## START Stored records

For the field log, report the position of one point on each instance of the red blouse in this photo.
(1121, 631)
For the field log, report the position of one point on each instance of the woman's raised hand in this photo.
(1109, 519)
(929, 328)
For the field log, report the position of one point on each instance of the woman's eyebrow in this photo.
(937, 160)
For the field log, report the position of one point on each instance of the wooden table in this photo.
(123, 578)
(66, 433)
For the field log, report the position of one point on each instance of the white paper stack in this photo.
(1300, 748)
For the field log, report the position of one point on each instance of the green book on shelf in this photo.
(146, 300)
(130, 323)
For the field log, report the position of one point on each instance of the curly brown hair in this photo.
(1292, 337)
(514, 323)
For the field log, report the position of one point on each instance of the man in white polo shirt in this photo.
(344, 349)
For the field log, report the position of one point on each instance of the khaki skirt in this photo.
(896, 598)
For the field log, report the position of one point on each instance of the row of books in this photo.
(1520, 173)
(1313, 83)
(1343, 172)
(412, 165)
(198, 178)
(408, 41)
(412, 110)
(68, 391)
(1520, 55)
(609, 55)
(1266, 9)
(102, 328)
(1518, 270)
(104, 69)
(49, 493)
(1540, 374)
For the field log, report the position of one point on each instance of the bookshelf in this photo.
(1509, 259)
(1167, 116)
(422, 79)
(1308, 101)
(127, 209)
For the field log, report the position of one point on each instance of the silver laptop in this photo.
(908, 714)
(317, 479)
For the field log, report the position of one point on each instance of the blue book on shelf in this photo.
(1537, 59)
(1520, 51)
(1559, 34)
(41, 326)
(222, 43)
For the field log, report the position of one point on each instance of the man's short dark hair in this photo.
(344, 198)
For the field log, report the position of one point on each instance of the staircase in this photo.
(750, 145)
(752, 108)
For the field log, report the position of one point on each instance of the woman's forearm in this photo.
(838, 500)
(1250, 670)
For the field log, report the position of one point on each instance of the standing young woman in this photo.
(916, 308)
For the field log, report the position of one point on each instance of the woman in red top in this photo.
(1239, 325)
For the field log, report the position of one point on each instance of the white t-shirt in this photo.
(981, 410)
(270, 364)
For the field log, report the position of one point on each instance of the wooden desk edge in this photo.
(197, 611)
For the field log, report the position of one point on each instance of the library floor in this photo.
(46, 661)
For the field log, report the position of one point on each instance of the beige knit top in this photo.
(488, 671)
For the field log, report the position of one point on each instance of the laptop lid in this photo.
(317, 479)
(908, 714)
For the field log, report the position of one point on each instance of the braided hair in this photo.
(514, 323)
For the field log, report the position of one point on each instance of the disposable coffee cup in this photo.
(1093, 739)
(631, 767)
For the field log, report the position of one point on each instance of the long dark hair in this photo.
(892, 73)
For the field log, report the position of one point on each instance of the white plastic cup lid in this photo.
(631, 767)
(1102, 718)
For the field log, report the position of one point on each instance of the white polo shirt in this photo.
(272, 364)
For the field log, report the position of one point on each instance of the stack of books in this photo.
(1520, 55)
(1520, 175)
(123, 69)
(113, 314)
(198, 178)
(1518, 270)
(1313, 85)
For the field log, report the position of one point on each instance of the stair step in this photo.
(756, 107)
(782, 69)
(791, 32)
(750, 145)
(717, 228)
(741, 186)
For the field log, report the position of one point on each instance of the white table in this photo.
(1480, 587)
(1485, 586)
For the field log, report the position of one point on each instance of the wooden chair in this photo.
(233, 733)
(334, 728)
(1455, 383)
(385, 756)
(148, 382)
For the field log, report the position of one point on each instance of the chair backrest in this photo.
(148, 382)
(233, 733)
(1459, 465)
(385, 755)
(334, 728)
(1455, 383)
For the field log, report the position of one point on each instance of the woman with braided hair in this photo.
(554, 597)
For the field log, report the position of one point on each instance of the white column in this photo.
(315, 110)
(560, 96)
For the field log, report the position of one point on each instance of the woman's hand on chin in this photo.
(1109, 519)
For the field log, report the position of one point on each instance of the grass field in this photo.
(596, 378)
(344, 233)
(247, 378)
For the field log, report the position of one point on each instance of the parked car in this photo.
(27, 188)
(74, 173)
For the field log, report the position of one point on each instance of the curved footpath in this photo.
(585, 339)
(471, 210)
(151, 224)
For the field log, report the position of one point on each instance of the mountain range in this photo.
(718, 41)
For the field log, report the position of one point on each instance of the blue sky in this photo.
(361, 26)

## END Stored records

• Task brief:
Put every line of the listing above into a JSON list of strings, one string per line, leaving out blank lines.

• The reply:
[
  "For the field log, report the position of one point on each instance of the red blouse in this photo.",
  "(1121, 631)",
  "For the field log, report the position of one point on each instance of the woman's raised hand in this photo.",
  "(1109, 519)",
  "(929, 328)",
  "For the field log, report the position of one point on each instance of the woman's eyebrow in this photo.",
  "(937, 160)",
  "For the field log, report the position of one point on each instance of the wooden table in this photo.",
  "(123, 578)",
  "(66, 433)",
  "For the field log, report the position of one point on each instance of the white paper stack in this photo.",
  "(1300, 748)",
  "For the field log, report the position of one point on each instance of the green book on shelf in this photo.",
  "(146, 300)",
  "(130, 323)",
  "For the field log, report the position of one point on each instance of the curly brown hair in this photo.",
  "(1292, 337)",
  "(514, 323)",
  "For the field log, report the position of one point on each instance of the man in white polo shirt in this photo.",
  "(344, 349)",
  "For the field log, report the position of one point on each instance of the khaki skirt in this photo.",
  "(896, 598)",
  "For the field log, report the position of one point on each instance of the row of books in this photo.",
  "(1520, 173)",
  "(1313, 83)",
  "(1343, 172)",
  "(412, 165)",
  "(198, 178)",
  "(408, 41)",
  "(412, 110)",
  "(68, 391)",
  "(1520, 55)",
  "(609, 55)",
  "(1266, 9)",
  "(102, 328)",
  "(1518, 270)",
  "(104, 69)",
  "(49, 493)",
  "(1540, 374)",
  "For the field log, report the position of one point on each instance of the bookshelf in this photo.",
  "(1509, 259)",
  "(1167, 116)",
  "(422, 79)",
  "(1308, 101)",
  "(127, 209)",
  "For the field log, report the position of one point on each instance of the silver laptop in this photo.",
  "(908, 714)",
  "(317, 479)",
  "For the field log, report the position of one point on each instance of the blue book on shelf in this photo.",
  "(1537, 59)",
  "(1520, 51)",
  "(1559, 34)",
  "(41, 326)",
  "(222, 43)",
  "For the field log, report the position of one point on each instance of the man's short dark hair in this photo.",
  "(344, 198)",
  "For the field log, report the position of one point on each instance of the staircase in this photo.",
  "(750, 145)",
  "(752, 108)",
  "For the field log, report the position of one point on each instance of the woman's forearm in this photo.",
  "(838, 500)",
  "(1250, 670)",
  "For the field log, report the position of one point on each instance of the standing young woman in this photo.",
  "(916, 308)",
  "For the field log, report the position of one point on each instance of the woman in red top in this photo.",
  "(1239, 325)",
  "For the field log, report the position of one point on each instance of the white t-shirt in this photo.",
  "(981, 410)",
  "(270, 364)",
  "For the field log, report the position of one point on each instance of the wooden desk edge in this photo.",
  "(197, 611)",
  "For the field log, report the position of one point on each instance of the library floor in this photo.",
  "(46, 661)",
  "For the field log, report the position of one point on each instance of the beige knit top in this photo.",
  "(488, 671)",
  "For the field log, report the position of one point on each instance of the laptop lid in this photo.",
  "(317, 479)",
  "(908, 714)",
  "For the field log, report the position of one point on each instance of the braided hair in this photo.",
  "(514, 323)",
  "For the field log, report the position of one point on each instance of the disposable coffee cup in this photo.",
  "(1093, 739)",
  "(631, 767)",
  "For the field log, report the position of one point on each instance of the long dark hair in this photo.",
  "(892, 73)",
  "For the field log, report the position of one point on each instance of the white plastic cup lid in this photo.",
  "(631, 767)",
  "(1102, 718)",
  "For the field log, report the position of one point on each instance of the white polo shirt in this photo.",
  "(272, 364)",
  "For the field log, report the position of one point on each instance of the stack of books in this photo.",
  "(1520, 55)",
  "(1520, 175)",
  "(123, 69)",
  "(113, 314)",
  "(198, 178)",
  "(1518, 270)",
  "(1313, 85)",
  "For the field log, report the position of one point on each instance of the stair step in this photo.",
  "(756, 107)",
  "(782, 69)",
  "(791, 32)",
  "(750, 145)",
  "(717, 228)",
  "(741, 186)",
  "For the field log, report the position of one point on each instance of the white table in this photo.",
  "(1480, 587)",
  "(1485, 586)",
  "For the field log, report the position of one point on each instance of the wooden chair in this photo.",
  "(233, 733)",
  "(334, 728)",
  "(1455, 383)",
  "(385, 756)",
  "(148, 382)",
  "For the field log, report the position of one point on each instance of the chair backrest in this photo.",
  "(148, 382)",
  "(233, 733)",
  "(1459, 465)",
  "(385, 755)",
  "(334, 728)",
  "(1455, 383)",
  "For the field log, report the position of one point on each instance of the woman with braided hair in this photo.",
  "(554, 597)",
  "For the field log, report the position of one point on each instance of the white column in this photo.",
  "(315, 110)",
  "(560, 96)",
  "For the field log, report the position of one point on each instance of the woman's hand on chin in this photo.",
  "(1109, 519)",
  "For the field log, report the position of one point on each instance of the grass field in this photo.",
  "(596, 378)",
  "(344, 233)",
  "(247, 378)",
  "For the field log, report the position of one point on each instance of the parked car in this photo.",
  "(27, 188)",
  "(74, 173)",
  "For the field log, report the position of one point on each instance of the curved footpath in this photo.",
  "(585, 339)",
  "(471, 210)",
  "(151, 224)",
  "For the field log, report the position of one point on each instance of the mountain range in this photo.",
  "(718, 41)",
  "For the field log, report the position of one point on each instance of the blue sky in this photo.",
  "(361, 26)"
]